• What you have to do
Filter the data below, keeping only lines that contain "gray".

--- Material for the task Enclosed Below ---

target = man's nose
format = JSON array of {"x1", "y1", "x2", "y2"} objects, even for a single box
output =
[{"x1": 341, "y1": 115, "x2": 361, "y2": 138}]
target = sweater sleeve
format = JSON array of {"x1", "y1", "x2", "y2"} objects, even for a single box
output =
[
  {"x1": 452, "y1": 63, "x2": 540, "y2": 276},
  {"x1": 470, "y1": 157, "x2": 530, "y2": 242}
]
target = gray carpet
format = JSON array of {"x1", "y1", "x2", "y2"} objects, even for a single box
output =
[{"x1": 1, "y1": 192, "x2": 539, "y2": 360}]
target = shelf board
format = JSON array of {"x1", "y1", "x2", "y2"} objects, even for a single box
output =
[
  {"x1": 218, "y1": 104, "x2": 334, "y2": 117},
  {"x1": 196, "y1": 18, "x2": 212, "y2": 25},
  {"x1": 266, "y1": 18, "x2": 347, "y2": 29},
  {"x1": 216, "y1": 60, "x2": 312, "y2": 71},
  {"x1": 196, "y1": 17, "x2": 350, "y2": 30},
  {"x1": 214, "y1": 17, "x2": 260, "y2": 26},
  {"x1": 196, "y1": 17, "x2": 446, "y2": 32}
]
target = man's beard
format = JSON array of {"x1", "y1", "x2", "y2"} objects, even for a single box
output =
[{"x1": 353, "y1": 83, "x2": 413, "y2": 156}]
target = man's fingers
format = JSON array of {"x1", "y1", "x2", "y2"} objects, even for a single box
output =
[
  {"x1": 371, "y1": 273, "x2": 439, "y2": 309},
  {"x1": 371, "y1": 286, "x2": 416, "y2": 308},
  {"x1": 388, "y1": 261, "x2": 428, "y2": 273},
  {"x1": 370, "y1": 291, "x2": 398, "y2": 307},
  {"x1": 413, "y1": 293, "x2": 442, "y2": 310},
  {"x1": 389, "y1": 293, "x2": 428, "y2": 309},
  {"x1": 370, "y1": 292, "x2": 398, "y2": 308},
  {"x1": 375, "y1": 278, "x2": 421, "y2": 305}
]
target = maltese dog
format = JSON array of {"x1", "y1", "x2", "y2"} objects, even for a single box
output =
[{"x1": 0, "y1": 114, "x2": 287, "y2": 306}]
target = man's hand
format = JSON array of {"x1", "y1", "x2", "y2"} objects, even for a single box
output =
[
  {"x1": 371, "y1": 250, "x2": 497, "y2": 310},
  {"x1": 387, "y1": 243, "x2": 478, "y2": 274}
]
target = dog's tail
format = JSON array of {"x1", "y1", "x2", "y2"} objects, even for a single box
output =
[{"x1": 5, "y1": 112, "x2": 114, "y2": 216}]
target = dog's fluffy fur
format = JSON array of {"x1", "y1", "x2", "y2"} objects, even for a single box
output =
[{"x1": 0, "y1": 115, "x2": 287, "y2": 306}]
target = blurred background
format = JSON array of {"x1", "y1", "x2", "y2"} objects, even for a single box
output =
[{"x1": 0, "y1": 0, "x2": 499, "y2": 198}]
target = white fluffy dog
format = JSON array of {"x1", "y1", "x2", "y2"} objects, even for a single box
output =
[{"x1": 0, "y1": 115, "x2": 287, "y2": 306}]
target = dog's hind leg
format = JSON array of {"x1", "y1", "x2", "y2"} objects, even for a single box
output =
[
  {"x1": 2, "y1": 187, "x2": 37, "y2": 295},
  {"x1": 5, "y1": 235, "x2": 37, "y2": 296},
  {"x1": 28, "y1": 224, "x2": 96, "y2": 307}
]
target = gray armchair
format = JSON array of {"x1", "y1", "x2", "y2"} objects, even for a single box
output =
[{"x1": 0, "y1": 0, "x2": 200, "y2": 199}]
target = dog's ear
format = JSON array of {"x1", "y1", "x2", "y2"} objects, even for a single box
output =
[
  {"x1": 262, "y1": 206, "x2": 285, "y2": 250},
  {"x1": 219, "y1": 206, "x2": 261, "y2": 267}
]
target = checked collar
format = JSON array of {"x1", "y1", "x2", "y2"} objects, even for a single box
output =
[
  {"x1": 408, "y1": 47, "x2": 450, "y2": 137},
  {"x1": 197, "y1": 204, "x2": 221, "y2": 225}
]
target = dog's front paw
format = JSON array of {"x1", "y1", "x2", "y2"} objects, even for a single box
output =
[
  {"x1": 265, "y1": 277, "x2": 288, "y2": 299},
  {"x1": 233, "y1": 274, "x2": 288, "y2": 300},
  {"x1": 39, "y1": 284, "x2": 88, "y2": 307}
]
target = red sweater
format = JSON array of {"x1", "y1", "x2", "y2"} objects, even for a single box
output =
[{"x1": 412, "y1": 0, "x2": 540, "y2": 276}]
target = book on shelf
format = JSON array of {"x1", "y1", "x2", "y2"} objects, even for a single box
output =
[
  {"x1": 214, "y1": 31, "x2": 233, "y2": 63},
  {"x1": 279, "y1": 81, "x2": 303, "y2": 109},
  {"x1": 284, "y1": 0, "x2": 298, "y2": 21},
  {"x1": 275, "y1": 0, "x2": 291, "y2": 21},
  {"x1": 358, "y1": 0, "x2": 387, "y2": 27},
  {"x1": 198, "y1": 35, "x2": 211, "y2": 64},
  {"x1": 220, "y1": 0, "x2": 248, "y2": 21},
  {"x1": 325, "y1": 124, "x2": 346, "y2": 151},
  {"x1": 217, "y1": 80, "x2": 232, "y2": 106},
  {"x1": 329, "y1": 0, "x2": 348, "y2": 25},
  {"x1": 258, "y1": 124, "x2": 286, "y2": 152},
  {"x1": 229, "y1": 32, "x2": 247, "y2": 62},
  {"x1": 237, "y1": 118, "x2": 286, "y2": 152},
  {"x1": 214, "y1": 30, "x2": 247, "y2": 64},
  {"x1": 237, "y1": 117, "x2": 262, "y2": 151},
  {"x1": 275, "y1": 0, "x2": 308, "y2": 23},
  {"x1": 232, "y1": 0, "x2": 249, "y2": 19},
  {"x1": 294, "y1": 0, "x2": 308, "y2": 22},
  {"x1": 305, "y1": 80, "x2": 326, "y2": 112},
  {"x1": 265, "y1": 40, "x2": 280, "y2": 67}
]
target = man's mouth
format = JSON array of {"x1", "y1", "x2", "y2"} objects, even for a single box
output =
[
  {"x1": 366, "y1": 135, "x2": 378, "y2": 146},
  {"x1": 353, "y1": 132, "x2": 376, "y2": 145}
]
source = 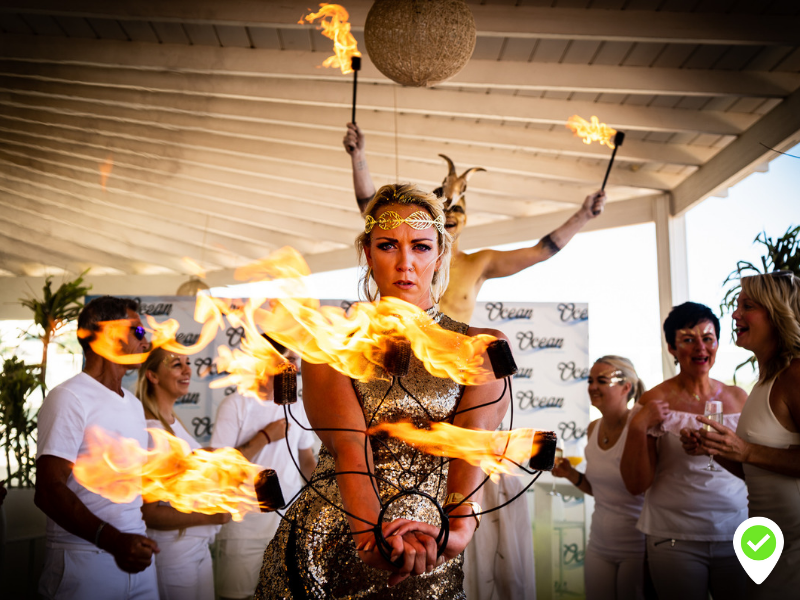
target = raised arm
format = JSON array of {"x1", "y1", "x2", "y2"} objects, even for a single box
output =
[
  {"x1": 620, "y1": 395, "x2": 668, "y2": 495},
  {"x1": 482, "y1": 190, "x2": 606, "y2": 280},
  {"x1": 343, "y1": 123, "x2": 377, "y2": 214},
  {"x1": 35, "y1": 455, "x2": 159, "y2": 573}
]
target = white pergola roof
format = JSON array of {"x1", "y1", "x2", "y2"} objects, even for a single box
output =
[{"x1": 1, "y1": 0, "x2": 799, "y2": 319}]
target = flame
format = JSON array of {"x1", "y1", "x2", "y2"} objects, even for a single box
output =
[
  {"x1": 369, "y1": 421, "x2": 541, "y2": 481},
  {"x1": 182, "y1": 257, "x2": 207, "y2": 280},
  {"x1": 99, "y1": 154, "x2": 113, "y2": 190},
  {"x1": 210, "y1": 247, "x2": 498, "y2": 399},
  {"x1": 77, "y1": 294, "x2": 228, "y2": 364},
  {"x1": 299, "y1": 3, "x2": 361, "y2": 74},
  {"x1": 566, "y1": 115, "x2": 617, "y2": 148},
  {"x1": 77, "y1": 246, "x2": 497, "y2": 394},
  {"x1": 73, "y1": 426, "x2": 262, "y2": 520}
]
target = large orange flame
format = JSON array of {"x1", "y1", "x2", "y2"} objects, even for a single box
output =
[
  {"x1": 369, "y1": 421, "x2": 542, "y2": 481},
  {"x1": 78, "y1": 246, "x2": 497, "y2": 394},
  {"x1": 73, "y1": 426, "x2": 262, "y2": 520},
  {"x1": 77, "y1": 294, "x2": 228, "y2": 365},
  {"x1": 566, "y1": 115, "x2": 617, "y2": 149},
  {"x1": 299, "y1": 3, "x2": 361, "y2": 74},
  {"x1": 217, "y1": 247, "x2": 498, "y2": 394}
]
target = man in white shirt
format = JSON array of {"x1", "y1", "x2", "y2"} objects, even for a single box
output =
[{"x1": 35, "y1": 295, "x2": 160, "y2": 600}]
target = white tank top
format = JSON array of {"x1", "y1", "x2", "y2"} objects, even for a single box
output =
[
  {"x1": 637, "y1": 409, "x2": 748, "y2": 541},
  {"x1": 737, "y1": 376, "x2": 800, "y2": 520},
  {"x1": 585, "y1": 412, "x2": 646, "y2": 557},
  {"x1": 736, "y1": 376, "x2": 800, "y2": 593}
]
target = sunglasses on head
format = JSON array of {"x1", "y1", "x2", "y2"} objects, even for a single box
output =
[{"x1": 130, "y1": 325, "x2": 146, "y2": 341}]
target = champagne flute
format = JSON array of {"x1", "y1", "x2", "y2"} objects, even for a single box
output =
[
  {"x1": 549, "y1": 444, "x2": 564, "y2": 495},
  {"x1": 703, "y1": 400, "x2": 723, "y2": 472}
]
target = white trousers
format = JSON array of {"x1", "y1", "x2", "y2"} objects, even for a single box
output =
[
  {"x1": 155, "y1": 535, "x2": 215, "y2": 600},
  {"x1": 39, "y1": 545, "x2": 158, "y2": 600},
  {"x1": 583, "y1": 545, "x2": 644, "y2": 600},
  {"x1": 645, "y1": 534, "x2": 746, "y2": 600}
]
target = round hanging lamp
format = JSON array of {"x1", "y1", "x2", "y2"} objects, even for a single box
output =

--- End of Enclosed Material for the task ---

• Answer to the problem
target = gray carpet
target = gray armchair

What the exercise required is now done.